- WRITTEN INSTRUCTION: Count the rows below that contain the string "query", and reply with only that number.

- MATERIAL FOR THIS TASK:

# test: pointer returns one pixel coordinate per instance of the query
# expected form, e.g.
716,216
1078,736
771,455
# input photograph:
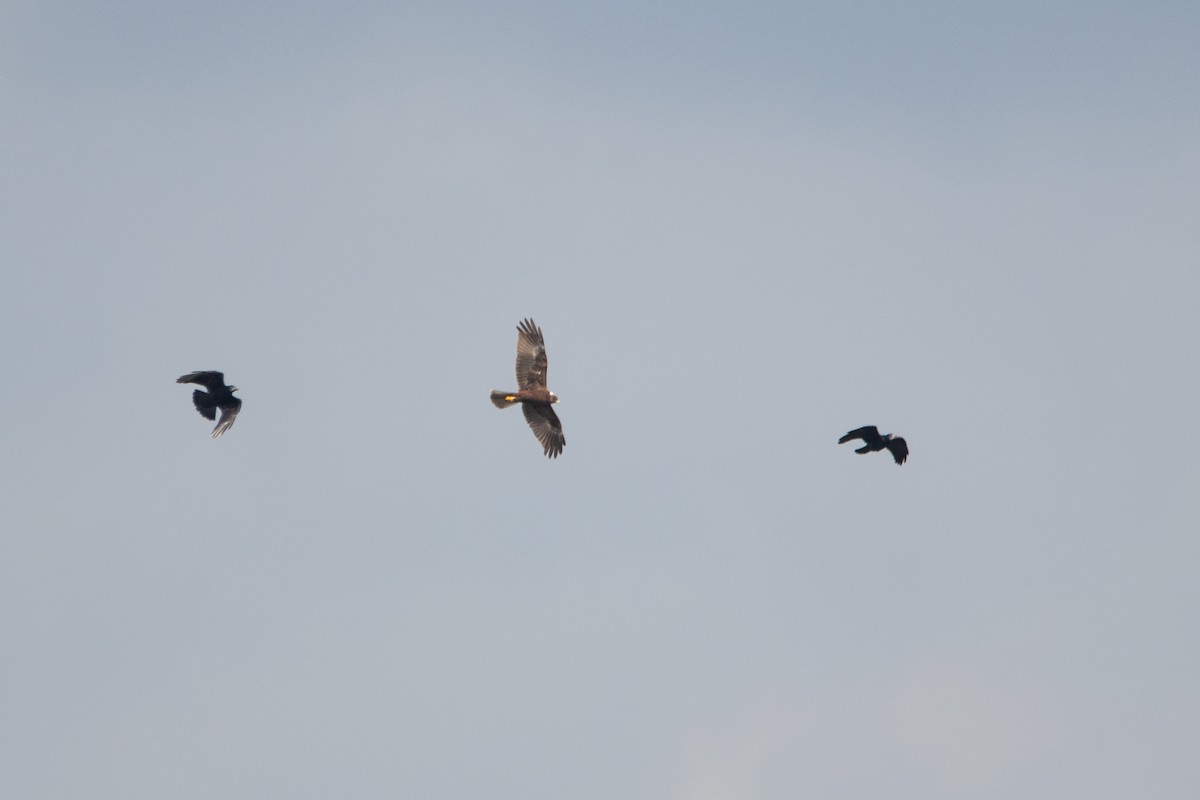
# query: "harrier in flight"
874,443
537,401
217,397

- ANSWER FOR THE TASK: 2